Collected data:
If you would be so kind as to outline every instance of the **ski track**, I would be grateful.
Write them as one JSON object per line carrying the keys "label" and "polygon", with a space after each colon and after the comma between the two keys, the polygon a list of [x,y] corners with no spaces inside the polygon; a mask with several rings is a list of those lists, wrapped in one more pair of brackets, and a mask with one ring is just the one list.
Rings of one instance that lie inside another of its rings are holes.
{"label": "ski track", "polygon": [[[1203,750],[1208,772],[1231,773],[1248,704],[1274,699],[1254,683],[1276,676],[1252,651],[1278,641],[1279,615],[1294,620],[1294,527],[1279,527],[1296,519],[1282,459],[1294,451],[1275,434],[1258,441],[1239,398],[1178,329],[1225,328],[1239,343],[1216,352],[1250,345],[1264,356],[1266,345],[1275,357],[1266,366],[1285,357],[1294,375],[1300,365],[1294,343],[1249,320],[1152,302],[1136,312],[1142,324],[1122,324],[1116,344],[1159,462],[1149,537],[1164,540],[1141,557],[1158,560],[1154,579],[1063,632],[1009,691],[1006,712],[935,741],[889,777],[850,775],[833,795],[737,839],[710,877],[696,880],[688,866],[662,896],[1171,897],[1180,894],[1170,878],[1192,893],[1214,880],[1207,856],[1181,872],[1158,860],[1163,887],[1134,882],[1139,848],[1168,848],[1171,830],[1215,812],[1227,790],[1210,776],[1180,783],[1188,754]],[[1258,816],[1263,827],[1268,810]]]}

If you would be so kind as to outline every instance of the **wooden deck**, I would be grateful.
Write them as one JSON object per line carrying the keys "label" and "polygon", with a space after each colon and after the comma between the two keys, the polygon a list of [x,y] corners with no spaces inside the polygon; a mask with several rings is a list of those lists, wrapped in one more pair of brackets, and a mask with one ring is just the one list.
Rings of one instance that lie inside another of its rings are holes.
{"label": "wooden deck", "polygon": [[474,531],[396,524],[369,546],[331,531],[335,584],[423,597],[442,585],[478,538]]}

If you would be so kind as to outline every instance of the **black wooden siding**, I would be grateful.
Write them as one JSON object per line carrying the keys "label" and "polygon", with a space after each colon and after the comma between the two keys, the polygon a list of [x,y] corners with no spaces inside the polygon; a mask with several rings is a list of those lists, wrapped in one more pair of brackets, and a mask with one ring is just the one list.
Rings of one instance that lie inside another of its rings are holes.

Work item: The lines to write out run from the one with "siding**, I would be grateful." through the end of the records. Give them exactly, and only them.

Exercise response:
If you would be so kind as to outline every instance of the **black wooden siding**, I would be grateful.
Write them as one JSON object per line carrying the keys "label" and "polygon", with a space after each colon and after the comma between the two keys, the polygon a list of [x,y] corners with no spaces inside the polygon; a mask with several rings is a list of those lists, wrapped in one more pair of brackets, and a mask with one ring is just the one list.
Rings of one instance that lie inside another of its rings are holes.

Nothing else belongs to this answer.